*** Extract Section Begins ***
Natural History Paintings & Pangaea

02/25/2015 9:50 AM |


Photograph by Paul D’Agostino

Paintings though they most certainly are, there’s something about Philip Taaffe’s five massive works currently on view at Luhring Augustine Bushwick (through April 26th) that makes them seem, individually as well as collectively, like something other than merely paintings. There’s also something about them that makes them seem very well suited for display in a sort of gallery of Natural History—in the future, that is, when networks of galleries might exist to augment, or feed into, museums devoted to the same—rather than one that showcases merely art. Moreover, a couple of these paintings in particular led at least this viewer to long, however implausibly, for Pangaea.

Massive is one way to describe the scale of these process-heavy, fathomlessly stratified works by the seasoned painter. Monumental, however, would be more accurate, as it pertains not only to their size but also to their content. Over several decades, Taaffe’s ever-evolving abstractions have ranged with great broadness in terms of chromatics and formal elements alike, and these new pieces take things further in such directions by digging far deeper into the artist’s signature turf. Generally eschewing figuration of any properly-so-called sort, Taaffe depicts probings, indirect reflections, reconfigurations, and symbolistically inflected refractions of the trappings of Nature, or of the World—of the abundant and fundamentally curious stuff, that is, that surrounds, begets and informs our very awarenesses of our own ‘figured’ forms. Axiomatically or not, viewers of Taaffe’s works flesh out their lacking presence in his spheres of abstraction via their act of viewing, their manner of ingress into his visual allegory into which they readily factor. As such, the grand scale of these particular works dwarfs beholders into a mode and place of reverence with even greater fixity, an effect further enhanced by the altar-like, polyptych layout of the works, in which a trio of imposing vertical canvases are flanked by stroll-along worthy horizontals. Taking them in properly might not require genuflection, but their size and compositional elements might well force you to take a seat. It will help to feel somewhat grounded when, for instance, the hypnotically layered coilings in Spiral Painting II lull you gently into a state of near vertigo, or when a blazing band of blue and red patterning bursting forth from Nocturne With Architectural Fragments seizes your attentiveness enough to shake your balance.
*** Extract Section Ends ***
Task requirements
**1.** Say whether each statement agrees with the review of Philip Taaffe's paintings: (a) The works remain on view through April 26th. (b) Taaffe's works in this show rely mainly on realistic figuration. (c) The review judges "monumental" a more accurate description of the works than "massive." For each, answer yes or no and quote the deciding words.
**2.** In the review of Philip Taaffe's paintings, which gallery is showing the five works?
**3.** Carry on the review of Philip Taaffe's paintings from its last sentence.
*** Data shown Section Begins ***
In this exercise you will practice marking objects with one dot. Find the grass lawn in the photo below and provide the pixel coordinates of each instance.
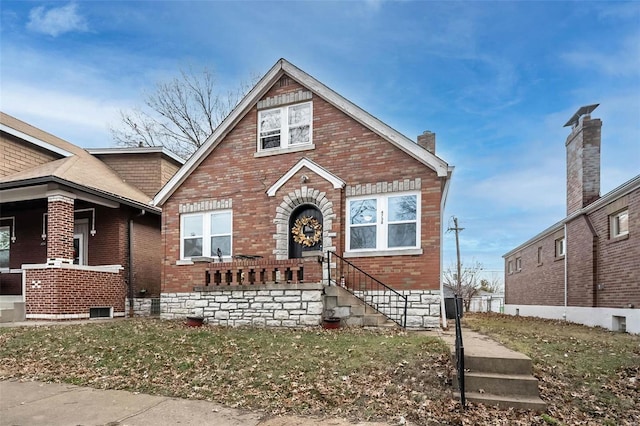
(352, 373)
(586, 375)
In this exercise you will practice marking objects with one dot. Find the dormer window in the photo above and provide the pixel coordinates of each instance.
(285, 127)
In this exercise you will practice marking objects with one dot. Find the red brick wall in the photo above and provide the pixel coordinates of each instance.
(17, 156)
(60, 228)
(147, 256)
(342, 146)
(613, 281)
(618, 259)
(72, 291)
(536, 284)
(580, 257)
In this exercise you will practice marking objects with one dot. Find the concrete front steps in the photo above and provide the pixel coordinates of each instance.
(496, 375)
(352, 311)
(12, 311)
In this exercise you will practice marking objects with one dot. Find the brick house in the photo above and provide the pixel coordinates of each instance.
(585, 267)
(296, 190)
(72, 224)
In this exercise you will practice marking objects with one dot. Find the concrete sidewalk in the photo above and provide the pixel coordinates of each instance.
(54, 404)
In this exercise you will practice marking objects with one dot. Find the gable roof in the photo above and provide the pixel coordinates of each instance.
(281, 68)
(77, 167)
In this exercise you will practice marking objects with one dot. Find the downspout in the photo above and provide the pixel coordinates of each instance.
(130, 245)
(566, 272)
(443, 202)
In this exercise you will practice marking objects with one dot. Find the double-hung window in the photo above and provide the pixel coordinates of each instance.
(619, 223)
(560, 247)
(389, 222)
(205, 234)
(285, 127)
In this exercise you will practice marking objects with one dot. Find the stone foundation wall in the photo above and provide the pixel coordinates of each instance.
(423, 306)
(262, 306)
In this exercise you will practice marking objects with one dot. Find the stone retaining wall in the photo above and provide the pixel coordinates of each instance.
(277, 305)
(423, 306)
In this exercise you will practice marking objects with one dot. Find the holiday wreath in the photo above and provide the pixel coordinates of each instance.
(309, 224)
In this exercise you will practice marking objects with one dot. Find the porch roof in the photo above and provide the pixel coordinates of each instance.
(77, 170)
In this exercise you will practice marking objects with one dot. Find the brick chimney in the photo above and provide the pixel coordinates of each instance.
(583, 159)
(427, 140)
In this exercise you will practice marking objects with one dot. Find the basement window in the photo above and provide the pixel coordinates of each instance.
(101, 312)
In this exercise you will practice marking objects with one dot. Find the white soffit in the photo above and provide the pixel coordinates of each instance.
(320, 171)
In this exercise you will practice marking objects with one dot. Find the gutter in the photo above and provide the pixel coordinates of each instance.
(88, 190)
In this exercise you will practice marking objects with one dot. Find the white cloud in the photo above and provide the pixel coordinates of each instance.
(56, 21)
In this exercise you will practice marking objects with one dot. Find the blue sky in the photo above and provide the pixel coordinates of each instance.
(496, 81)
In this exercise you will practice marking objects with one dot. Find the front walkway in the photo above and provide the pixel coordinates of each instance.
(55, 404)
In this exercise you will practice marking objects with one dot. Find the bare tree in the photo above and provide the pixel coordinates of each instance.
(180, 115)
(469, 283)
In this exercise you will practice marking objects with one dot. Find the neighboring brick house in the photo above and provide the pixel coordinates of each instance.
(69, 222)
(584, 268)
(294, 172)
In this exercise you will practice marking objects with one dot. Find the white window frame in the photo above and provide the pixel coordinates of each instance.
(560, 247)
(382, 225)
(206, 233)
(614, 222)
(284, 127)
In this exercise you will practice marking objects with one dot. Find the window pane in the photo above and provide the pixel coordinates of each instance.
(298, 135)
(623, 223)
(221, 223)
(222, 243)
(4, 246)
(192, 247)
(402, 208)
(269, 120)
(271, 140)
(192, 226)
(402, 235)
(363, 211)
(299, 114)
(363, 237)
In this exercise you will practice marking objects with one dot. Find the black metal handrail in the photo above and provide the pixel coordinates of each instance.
(368, 289)
(459, 351)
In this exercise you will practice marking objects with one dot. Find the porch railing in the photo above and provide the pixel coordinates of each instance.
(261, 272)
(370, 290)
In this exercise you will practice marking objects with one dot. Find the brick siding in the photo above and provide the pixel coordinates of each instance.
(612, 281)
(70, 291)
(343, 147)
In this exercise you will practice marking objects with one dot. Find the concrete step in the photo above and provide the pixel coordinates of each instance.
(505, 401)
(506, 363)
(500, 384)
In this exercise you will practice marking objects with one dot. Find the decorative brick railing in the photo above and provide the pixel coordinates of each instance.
(261, 272)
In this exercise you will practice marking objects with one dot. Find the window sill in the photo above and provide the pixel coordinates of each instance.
(618, 238)
(377, 253)
(278, 151)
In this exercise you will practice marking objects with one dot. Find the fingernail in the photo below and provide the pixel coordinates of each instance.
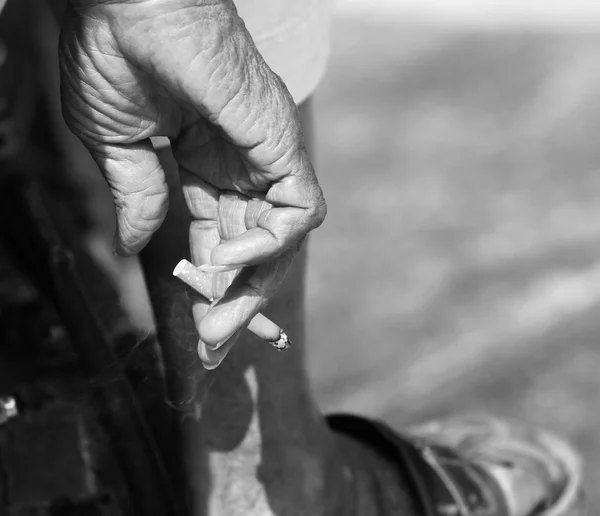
*** Data shown Section Ends ***
Responses
**1.**
(a) Yes: "through April 26th"
(b) No: "Generally eschewing figuration of any properly-so-called sort"
(c) Yes: "Monumental, however, would be more accurate"

**2.** Luhring Augustine Bushwick

**3.**
Paintings, though? Yes, sure. Yet there’s an almost ineffable otherness to these works that is as wondrous to regard as it is tough to pin down. Their maker’s intervening hand, for instance, much like his species’s interloping form, seems largely absent—layered screen-printings and similarly duplicatory processes make this materially possible, while the works’ content as described here makes it conceptually relevant—but that’s not all there is to these paintings’ overt strangeness. Their self-inscriptive, self-encrypted palettes and formal vocabularies make them insular, perhaps even introspective—diorama-like, insofar as somewhat narrative, variably populated, self-contained—yet their singularity goes beyond that as well. Architectural, ostensibly molecular references come to mind, but so do conjectural theologies. Compositional implants in certain pieces beg archeological detection, indeed excavation, while other canvases read like towering slides under gargantuan microscopes, or huge images transmitted from distant telescopes. The histories they contain are natural, though it might be that Nature has yet to catch up: their ‘now’ is beyond chronology; their ‘here’ is a nowhere; their implanted trappings are ‘ours’ and they’re not. Strands of formal DNA wind deeply into these works, much like our chemical forms of the same spiral further back into time than we do.

Perhaps pangs of nostalgia for Pangaea, at some cognitive extreme, aren’t so implausible after all. Perhaps galleries of Natural History will exist one day, brimming with art. Perhaps Taaffe’s ‘mere’ paintings are simply, in a word, Paintings.